> _BLOC DE TEXTE_:
──────────────────────────────

Sur la régularité du jugement attaqué :
2. En premier lieu, il ne ressort pas des écritures produites devant les premiers juges par Mme B... à l'appui de ses conclusions qu'elle y aurait soulevé un moyen tiré de ce que la décision du 25 octobre 2022 lui refusant la délivrance d'un titre de séjour aurait été entachée d'une erreur manifeste d'appréciation eu égard aux conséquences excessives de la décision de refus de séjour sur la situation de l'intéressée. Il en résulte qu'en ne se prononçant pas sur un tel moyen, les premiers juges n'ont pas commis d'irrégularité.
3. En second lieu, il ne ressort pas des écritures produites devant les premiers juges par Mme B... à l'appui de ses conclusions qu'elle y aurait soulevé un moyen tiré de ce que la décision du 25 octobre 2022 lui refusant la délivrance d'un titre de séjour aurait méconnu les stipulations de l'article 8 de la convention européenne de sauvegarde des droits de l'homme et des libertés fondamentales et les dispositions de l'article L. 423-23 du code de l'entrée et du séjour des étrangers et du droit d'asile ou un moyen tiré de ce que la préfète des Vosges, pour prendre cette décision, se serait abstenue d'examiner la situation particulière de l'intéressée. Il en résulte qu'en ne se prononçant pas sur de tels moyens, les premiers juges n'ont pas commis d'irrégularité.

──────────────────────────────

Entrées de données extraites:
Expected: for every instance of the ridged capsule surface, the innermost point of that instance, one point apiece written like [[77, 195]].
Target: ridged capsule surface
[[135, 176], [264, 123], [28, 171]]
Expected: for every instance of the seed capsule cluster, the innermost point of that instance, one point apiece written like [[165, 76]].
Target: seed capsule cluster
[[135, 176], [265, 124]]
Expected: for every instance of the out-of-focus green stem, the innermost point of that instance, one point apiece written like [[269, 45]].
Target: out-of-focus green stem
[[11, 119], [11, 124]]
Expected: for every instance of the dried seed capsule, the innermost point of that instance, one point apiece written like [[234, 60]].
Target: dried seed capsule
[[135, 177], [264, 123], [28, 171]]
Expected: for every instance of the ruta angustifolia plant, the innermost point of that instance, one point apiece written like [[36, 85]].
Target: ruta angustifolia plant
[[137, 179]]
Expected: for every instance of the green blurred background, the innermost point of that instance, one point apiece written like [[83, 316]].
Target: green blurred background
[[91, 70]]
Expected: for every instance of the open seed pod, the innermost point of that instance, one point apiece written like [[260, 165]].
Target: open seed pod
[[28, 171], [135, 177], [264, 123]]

──────────────────────────────

> _OBJECTIF DE L'EXERCICE_:
Poursuivez l'extrait de décision de justice portant sur la régularité du jugement attaqué, à partir de sa dernière phrase. Ces données proviennent d'une autre source.

> _RÉSULTAT ATTENDU_:
Sur le bien-fondé du jugement attaqué :
4. Il ressort de l'arrêté du 25 octobre 2022 qu'il comporte l'énoncé des considérations de droit et de fait constituant le fondement de la décision refusant la délivrance d'un titre de séjour. Dès lors, cette décision est régulièrement motivée. Conformément aux dispositions du second alinéa de l'article L. 613-1 du code de l'entrée et du séjour des étrangers et du droit d'asile, la décision portant obligation de quitter le territoire français est, de même, régulièrement motivée.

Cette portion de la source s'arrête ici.